=== DATOS EXTRAÍDOS ===
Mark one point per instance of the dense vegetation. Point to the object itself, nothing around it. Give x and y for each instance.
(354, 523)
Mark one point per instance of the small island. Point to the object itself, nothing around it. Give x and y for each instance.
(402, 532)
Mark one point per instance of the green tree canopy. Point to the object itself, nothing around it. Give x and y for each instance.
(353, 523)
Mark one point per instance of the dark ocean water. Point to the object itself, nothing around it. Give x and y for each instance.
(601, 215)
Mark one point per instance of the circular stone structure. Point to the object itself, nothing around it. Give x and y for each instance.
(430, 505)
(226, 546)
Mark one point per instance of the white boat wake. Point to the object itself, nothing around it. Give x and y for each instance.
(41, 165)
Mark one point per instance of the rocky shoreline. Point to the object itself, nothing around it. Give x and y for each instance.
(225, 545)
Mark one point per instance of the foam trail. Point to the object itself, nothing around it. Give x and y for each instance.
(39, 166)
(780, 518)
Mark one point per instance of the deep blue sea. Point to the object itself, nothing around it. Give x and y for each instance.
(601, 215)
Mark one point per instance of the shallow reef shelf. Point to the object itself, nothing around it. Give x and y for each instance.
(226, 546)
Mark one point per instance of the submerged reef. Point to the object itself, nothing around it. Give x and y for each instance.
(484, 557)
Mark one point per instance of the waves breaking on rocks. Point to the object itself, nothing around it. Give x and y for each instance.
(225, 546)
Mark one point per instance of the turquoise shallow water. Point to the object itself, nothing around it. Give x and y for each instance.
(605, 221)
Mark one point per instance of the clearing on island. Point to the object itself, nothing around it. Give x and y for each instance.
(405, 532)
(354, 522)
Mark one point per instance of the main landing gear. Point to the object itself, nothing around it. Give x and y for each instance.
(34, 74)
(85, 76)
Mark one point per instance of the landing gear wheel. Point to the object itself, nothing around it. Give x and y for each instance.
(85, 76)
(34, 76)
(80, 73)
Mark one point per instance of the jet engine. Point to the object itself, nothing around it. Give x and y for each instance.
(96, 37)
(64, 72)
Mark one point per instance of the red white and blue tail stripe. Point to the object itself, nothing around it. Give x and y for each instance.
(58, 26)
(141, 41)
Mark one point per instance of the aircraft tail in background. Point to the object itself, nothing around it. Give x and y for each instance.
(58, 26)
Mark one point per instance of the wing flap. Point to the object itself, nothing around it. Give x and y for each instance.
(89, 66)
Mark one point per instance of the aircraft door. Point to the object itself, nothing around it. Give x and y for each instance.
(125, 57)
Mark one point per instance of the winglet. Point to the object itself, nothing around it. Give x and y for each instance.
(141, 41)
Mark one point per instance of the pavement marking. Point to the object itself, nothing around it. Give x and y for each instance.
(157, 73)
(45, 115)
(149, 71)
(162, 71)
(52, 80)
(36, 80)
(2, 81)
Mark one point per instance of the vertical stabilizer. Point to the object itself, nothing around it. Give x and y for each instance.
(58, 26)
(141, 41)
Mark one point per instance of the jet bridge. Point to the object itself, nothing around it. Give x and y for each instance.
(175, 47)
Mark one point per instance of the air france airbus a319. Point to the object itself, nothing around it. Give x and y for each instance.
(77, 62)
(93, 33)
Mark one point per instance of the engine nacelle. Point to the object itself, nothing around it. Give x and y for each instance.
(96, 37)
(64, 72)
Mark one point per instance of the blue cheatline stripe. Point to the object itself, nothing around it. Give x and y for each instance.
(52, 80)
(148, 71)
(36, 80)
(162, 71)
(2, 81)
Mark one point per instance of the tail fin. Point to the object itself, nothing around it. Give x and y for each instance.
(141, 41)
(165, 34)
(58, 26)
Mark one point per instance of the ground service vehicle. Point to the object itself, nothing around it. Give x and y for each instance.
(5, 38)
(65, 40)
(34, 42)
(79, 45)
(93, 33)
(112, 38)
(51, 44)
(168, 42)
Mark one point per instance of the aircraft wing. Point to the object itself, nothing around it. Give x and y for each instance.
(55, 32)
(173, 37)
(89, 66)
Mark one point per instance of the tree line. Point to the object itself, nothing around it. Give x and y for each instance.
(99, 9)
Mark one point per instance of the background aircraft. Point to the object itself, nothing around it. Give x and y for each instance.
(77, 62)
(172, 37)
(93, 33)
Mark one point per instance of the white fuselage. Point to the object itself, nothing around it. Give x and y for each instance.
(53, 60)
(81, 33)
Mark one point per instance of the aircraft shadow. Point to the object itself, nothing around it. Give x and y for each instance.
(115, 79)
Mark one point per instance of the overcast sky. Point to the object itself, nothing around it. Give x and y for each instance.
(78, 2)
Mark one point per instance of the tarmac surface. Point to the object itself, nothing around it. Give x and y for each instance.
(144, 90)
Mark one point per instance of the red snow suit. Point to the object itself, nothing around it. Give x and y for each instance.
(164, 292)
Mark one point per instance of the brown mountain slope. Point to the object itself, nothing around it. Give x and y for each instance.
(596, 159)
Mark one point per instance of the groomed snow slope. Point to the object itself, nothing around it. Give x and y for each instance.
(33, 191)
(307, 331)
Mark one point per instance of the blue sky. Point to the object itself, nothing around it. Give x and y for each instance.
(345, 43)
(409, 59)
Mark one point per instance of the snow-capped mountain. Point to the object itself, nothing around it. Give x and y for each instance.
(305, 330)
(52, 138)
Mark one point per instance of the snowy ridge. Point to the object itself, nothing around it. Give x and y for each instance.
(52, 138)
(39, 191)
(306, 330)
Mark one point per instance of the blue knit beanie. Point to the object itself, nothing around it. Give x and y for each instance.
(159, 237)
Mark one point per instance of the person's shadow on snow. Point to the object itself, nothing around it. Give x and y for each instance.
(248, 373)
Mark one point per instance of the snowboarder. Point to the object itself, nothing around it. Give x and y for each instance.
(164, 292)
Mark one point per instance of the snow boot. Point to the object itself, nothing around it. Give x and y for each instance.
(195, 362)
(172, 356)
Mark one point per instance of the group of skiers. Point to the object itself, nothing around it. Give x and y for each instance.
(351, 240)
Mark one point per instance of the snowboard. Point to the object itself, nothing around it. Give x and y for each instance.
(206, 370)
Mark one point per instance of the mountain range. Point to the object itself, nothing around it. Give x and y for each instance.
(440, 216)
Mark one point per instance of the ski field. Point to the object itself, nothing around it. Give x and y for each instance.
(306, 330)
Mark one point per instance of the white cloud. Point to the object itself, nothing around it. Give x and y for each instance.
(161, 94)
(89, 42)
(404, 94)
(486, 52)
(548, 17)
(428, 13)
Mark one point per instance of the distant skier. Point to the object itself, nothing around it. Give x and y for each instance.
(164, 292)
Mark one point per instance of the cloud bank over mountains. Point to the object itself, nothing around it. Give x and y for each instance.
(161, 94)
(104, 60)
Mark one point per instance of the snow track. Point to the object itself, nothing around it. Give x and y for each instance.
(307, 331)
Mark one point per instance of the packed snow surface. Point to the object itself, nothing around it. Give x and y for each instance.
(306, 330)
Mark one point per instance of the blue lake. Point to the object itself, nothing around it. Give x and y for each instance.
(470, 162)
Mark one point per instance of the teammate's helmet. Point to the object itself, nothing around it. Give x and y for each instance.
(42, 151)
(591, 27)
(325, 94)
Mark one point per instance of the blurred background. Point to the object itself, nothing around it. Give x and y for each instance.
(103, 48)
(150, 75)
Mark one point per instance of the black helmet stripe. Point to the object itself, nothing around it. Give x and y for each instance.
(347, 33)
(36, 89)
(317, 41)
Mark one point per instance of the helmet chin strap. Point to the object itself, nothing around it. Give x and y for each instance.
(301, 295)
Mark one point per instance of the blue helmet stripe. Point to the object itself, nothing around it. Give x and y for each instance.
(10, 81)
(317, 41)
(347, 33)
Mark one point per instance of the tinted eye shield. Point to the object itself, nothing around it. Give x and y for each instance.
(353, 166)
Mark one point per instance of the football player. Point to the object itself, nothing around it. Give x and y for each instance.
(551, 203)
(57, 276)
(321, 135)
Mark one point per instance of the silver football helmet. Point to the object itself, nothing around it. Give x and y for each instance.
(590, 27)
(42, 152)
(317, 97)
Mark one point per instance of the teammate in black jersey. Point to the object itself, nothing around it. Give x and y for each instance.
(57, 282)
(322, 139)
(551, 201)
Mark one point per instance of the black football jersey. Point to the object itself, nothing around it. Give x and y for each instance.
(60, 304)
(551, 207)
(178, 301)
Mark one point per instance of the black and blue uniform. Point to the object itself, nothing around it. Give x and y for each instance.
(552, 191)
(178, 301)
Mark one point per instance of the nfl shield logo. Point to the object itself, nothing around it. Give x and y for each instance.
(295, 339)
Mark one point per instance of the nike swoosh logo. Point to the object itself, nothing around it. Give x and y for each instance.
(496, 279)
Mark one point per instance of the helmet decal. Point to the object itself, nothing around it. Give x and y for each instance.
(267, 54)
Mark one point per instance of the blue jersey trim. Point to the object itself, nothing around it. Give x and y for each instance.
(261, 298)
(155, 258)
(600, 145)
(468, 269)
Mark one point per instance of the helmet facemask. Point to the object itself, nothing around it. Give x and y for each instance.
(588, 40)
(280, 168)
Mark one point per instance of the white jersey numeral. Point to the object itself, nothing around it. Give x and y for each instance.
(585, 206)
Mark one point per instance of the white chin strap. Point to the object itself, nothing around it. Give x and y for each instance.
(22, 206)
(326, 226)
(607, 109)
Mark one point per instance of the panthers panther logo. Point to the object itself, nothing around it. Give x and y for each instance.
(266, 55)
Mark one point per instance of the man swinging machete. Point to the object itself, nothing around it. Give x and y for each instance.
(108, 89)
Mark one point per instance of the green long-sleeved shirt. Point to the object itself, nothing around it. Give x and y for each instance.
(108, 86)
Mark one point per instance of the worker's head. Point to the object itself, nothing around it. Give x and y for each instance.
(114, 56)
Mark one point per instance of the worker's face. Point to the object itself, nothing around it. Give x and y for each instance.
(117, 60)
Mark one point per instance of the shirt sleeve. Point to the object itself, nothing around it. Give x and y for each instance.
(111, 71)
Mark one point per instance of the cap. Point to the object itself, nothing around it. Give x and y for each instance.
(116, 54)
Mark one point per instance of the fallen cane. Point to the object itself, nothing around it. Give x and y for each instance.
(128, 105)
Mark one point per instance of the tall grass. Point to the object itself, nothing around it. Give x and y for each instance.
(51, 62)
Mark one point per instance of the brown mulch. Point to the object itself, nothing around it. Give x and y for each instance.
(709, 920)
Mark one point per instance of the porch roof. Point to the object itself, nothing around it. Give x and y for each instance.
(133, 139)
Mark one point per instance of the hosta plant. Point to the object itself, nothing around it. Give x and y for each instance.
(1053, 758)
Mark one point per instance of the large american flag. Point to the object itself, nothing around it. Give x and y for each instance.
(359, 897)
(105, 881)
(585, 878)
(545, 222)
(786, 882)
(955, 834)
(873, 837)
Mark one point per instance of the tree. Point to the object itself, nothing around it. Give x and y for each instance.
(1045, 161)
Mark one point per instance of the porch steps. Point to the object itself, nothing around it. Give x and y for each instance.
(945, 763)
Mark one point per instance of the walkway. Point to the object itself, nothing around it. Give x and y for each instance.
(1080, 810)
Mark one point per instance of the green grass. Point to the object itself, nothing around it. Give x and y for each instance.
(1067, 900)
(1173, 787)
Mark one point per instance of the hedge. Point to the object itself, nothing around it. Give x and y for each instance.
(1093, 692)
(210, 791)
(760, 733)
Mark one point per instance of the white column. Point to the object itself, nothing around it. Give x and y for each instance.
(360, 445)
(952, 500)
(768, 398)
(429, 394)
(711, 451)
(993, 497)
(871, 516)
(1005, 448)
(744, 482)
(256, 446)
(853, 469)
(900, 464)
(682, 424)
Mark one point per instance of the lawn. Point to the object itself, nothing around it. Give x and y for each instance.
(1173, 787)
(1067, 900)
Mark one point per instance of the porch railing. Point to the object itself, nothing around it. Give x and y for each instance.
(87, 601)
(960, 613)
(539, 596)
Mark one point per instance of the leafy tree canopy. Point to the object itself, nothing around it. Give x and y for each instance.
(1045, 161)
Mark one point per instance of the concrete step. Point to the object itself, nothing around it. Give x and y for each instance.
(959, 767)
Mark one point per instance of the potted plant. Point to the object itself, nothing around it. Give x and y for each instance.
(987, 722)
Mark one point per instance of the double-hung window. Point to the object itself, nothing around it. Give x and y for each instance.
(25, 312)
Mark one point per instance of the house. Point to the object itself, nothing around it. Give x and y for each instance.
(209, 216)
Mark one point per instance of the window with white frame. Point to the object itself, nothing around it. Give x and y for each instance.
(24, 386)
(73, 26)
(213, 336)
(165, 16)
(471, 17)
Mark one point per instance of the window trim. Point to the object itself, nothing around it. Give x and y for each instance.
===
ACTIVIDAD PROPUESTA: Edita todo lo que va desde la línea que contiene "Mark one point per instance of the green long-sleeved" hasta la que contiene "(1053, 758)": reescribe esas líneas cambiando "tall grass" por "dry grass" y deja igual todo lo demás.

SOLUCIÓN DEL EJERCICIO:
Mark one point per instance of the green long-sleeved shirt. Point to the object itself, nothing around it. Give x and y for each instance.
(108, 86)
Mark one point per instance of the worker's head. Point to the object itself, nothing around it. Give x and y for each instance.
(114, 56)
Mark one point per instance of the worker's face. Point to the object itself, nothing around it. Give x and y for each instance.
(117, 60)
Mark one point per instance of the shirt sleeve. Point to the object itself, nothing around it. Give x and y for each instance.
(111, 71)
Mark one point per instance of the cap. Point to the object itself, nothing around it. Give x and y for each instance.
(116, 54)
Mark one point per instance of the fallen cane. Point to the object itself, nothing around it. Give x and y for each instance.
(128, 105)
Mark one point per instance of the dry grass. Point to the object itself, nothing around it. Give x and y for each instance.
(51, 62)
Mark one point per instance of the brown mulch. Point to the object itself, nothing around it. Give x and y for each instance.
(709, 920)
Mark one point per instance of the porch roof. Point to the object itself, nothing around it. Give x and y for each instance.
(133, 139)
Mark one point per instance of the hosta plant. Point to the object itself, nothing around it. Give x and y for each instance.
(1053, 758)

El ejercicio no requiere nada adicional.